RECORD SET
━━━━━━━━

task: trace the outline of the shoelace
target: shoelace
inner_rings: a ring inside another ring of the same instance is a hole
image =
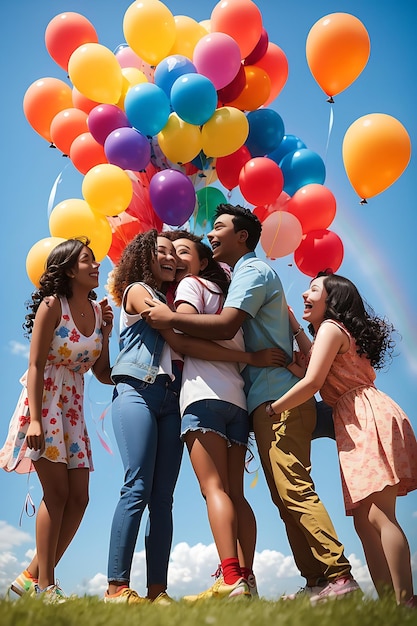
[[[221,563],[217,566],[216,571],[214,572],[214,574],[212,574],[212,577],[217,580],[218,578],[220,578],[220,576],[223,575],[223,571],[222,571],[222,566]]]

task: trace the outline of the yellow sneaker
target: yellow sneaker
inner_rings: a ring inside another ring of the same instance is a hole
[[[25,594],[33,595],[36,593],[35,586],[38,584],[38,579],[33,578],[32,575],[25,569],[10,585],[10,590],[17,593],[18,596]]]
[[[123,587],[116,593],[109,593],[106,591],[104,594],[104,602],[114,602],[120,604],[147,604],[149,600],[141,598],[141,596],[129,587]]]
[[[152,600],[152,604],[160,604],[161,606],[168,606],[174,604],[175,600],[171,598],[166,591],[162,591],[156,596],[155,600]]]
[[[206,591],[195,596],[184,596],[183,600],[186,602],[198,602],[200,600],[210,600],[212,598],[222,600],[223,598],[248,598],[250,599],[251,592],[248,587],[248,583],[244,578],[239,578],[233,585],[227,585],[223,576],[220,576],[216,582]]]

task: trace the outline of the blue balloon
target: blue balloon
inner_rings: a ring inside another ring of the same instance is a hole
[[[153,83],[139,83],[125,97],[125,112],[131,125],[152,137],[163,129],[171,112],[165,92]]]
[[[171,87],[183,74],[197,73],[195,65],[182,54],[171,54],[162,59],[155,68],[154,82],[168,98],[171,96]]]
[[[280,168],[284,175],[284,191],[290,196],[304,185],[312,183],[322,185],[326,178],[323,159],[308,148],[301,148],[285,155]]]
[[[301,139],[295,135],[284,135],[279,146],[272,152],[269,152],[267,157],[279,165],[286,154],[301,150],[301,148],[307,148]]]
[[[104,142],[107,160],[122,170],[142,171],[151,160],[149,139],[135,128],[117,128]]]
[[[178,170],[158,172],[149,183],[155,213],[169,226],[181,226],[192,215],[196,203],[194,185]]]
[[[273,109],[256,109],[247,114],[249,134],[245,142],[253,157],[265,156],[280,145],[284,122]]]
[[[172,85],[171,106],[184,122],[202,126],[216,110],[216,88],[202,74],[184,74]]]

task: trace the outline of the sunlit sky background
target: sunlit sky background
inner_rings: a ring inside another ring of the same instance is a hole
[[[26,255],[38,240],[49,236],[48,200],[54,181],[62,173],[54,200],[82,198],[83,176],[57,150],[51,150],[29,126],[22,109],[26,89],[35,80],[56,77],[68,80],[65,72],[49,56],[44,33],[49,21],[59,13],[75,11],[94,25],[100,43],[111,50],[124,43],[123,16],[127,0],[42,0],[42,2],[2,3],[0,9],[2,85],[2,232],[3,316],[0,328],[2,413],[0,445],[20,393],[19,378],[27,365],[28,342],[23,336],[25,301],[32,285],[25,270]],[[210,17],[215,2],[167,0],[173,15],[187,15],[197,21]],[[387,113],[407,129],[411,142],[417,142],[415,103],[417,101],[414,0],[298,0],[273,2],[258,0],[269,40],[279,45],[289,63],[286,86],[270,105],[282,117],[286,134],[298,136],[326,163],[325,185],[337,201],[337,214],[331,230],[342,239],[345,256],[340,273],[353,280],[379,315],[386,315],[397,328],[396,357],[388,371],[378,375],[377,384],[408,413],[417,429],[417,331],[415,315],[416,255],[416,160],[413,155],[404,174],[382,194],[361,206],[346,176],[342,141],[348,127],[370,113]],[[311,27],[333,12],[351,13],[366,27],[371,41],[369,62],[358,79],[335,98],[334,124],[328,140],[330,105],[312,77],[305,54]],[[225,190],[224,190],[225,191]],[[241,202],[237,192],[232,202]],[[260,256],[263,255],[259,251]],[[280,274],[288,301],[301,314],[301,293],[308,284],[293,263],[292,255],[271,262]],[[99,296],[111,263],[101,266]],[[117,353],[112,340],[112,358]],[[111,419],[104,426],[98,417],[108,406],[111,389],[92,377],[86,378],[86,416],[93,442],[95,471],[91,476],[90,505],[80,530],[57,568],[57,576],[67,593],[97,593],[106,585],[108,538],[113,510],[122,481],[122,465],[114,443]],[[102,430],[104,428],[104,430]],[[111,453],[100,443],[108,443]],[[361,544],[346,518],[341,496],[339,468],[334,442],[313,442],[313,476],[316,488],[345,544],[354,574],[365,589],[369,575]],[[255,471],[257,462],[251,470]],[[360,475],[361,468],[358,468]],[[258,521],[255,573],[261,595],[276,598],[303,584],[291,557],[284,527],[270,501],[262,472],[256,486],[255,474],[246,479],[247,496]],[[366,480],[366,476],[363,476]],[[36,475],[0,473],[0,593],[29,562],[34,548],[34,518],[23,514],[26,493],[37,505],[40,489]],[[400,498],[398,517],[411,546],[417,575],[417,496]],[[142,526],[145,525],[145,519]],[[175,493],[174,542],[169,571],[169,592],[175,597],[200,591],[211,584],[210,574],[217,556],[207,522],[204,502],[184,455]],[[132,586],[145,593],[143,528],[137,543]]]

━━━━━━━━

ABOUT THIS EXERCISE
Every line above that has the string "task" needs to be copied.

EXERCISE RESPONSE
task: trace the outline of the shoelace
task: trace the outline of the yellow sneaker
task: trace the outline of the blue balloon
task: trace the outline of the sunlit sky background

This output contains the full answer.